### INPUT MATERIAL
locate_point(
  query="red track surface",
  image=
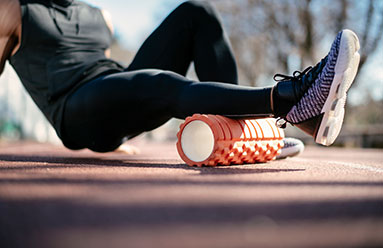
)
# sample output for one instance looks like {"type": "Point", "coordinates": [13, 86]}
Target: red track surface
{"type": "Point", "coordinates": [53, 197]}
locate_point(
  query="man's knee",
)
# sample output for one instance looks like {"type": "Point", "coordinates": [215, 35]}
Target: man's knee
{"type": "Point", "coordinates": [200, 9]}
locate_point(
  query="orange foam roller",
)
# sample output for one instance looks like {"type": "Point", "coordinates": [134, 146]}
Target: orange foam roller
{"type": "Point", "coordinates": [213, 139]}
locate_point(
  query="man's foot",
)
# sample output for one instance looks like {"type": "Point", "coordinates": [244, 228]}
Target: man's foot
{"type": "Point", "coordinates": [291, 148]}
{"type": "Point", "coordinates": [322, 90]}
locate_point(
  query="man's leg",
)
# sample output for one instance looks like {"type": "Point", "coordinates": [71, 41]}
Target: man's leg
{"type": "Point", "coordinates": [104, 111]}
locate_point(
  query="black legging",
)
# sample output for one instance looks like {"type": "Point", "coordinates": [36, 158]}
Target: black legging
{"type": "Point", "coordinates": [153, 89]}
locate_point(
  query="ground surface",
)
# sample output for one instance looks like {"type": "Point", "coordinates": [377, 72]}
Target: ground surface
{"type": "Point", "coordinates": [53, 197]}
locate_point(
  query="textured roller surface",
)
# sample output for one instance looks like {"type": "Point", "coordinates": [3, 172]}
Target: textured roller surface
{"type": "Point", "coordinates": [234, 141]}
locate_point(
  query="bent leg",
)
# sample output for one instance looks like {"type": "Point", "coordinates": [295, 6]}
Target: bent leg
{"type": "Point", "coordinates": [102, 112]}
{"type": "Point", "coordinates": [192, 32]}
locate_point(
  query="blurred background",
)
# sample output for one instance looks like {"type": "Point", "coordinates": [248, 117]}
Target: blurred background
{"type": "Point", "coordinates": [268, 37]}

### PROBLEM
Restate the records above word for word. Skip every picture.

### PROBLEM SOLUTION
locate_point(
  query="red track surface",
  image=
)
# sample output for one instance looks like {"type": "Point", "coordinates": [13, 86]}
Target: red track surface
{"type": "Point", "coordinates": [53, 197]}
locate_point(
  query="man's knee",
)
# sample output for one instance looks like {"type": "Point", "coordinates": [215, 35]}
Target: man's knee
{"type": "Point", "coordinates": [200, 9]}
locate_point(
  query="orange foam roller",
)
# sample output for one instance looks like {"type": "Point", "coordinates": [134, 146]}
Target: orange foam roller
{"type": "Point", "coordinates": [213, 139]}
locate_point(
  query="man's foot",
)
# sample output for one instance looks like {"type": "Point", "coordinates": [244, 228]}
Target: man's foot
{"type": "Point", "coordinates": [291, 148]}
{"type": "Point", "coordinates": [322, 90]}
locate_point(
  query="man's leg",
)
# sample output for one instance looks like {"type": "Point", "coordinates": [71, 41]}
Target: man's leg
{"type": "Point", "coordinates": [104, 111]}
locate_point(
  query="black legging",
)
# sample output for one instance looks like {"type": "Point", "coordinates": [36, 158]}
Target: black legging
{"type": "Point", "coordinates": [153, 89]}
locate_point(
  query="ground surface",
)
# sample output for one instance looks like {"type": "Point", "coordinates": [377, 72]}
Target: ground surface
{"type": "Point", "coordinates": [53, 197]}
locate_point(
  query="textured roller surface",
)
# sample output for one instance looks like {"type": "Point", "coordinates": [3, 172]}
Target: textured roller surface
{"type": "Point", "coordinates": [234, 141]}
locate_point(
  query="bent leg",
)
# sample output for one instance looks like {"type": "Point", "coordinates": [295, 6]}
Target: bent leg
{"type": "Point", "coordinates": [102, 112]}
{"type": "Point", "coordinates": [192, 32]}
locate_point(
  query="blurred background",
)
# sample output for one instance looks like {"type": "Point", "coordinates": [248, 117]}
Target: blurred background
{"type": "Point", "coordinates": [268, 37]}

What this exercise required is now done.